Extract each record and reproduce it exactly.

[Extracted records]
•••

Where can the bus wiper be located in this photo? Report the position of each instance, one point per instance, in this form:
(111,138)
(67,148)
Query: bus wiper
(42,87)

•••

■ Exercise answer ■
Where can the bus wiper be located in this photo? Report the position of each instance, one point per instance, in this form:
(111,138)
(67,148)
Query: bus wiper
(42,87)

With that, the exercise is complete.